→ **TASK**: Which lines to output? The line containing "[point] man's beard" and every line after it in the data below, each copied exactly.

___

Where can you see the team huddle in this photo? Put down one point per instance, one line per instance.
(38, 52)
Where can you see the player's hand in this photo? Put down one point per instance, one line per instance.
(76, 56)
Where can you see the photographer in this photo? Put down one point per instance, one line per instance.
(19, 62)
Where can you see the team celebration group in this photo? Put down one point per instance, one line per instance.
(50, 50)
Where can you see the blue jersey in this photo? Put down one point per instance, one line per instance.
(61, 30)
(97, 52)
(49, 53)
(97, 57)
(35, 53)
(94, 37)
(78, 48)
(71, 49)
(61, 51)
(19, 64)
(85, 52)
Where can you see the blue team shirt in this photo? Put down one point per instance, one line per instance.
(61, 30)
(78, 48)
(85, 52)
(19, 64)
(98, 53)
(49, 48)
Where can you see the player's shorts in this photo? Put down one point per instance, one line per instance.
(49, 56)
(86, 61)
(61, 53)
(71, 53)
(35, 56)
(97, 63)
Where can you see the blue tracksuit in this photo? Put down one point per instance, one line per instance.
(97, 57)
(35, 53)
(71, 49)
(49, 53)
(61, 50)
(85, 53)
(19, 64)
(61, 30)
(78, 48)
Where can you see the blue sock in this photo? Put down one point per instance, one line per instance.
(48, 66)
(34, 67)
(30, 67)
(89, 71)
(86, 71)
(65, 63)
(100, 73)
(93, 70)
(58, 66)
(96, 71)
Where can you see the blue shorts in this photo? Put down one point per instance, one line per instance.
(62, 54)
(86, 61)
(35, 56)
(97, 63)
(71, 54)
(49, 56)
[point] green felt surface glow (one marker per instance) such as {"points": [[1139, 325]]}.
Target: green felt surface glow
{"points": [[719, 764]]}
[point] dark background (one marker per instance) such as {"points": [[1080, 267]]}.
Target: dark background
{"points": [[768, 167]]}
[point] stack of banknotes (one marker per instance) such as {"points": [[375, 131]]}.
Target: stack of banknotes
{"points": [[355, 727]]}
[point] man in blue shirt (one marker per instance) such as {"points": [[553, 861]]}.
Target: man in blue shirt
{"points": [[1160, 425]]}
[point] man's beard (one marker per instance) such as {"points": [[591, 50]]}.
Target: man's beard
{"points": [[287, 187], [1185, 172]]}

___

→ **OUTPUT FOR THIS EXERCISE**:
[point] man's beard (one marker per instance) such as {"points": [[591, 50]]}.
Target: man's beard
{"points": [[287, 187], [1185, 172]]}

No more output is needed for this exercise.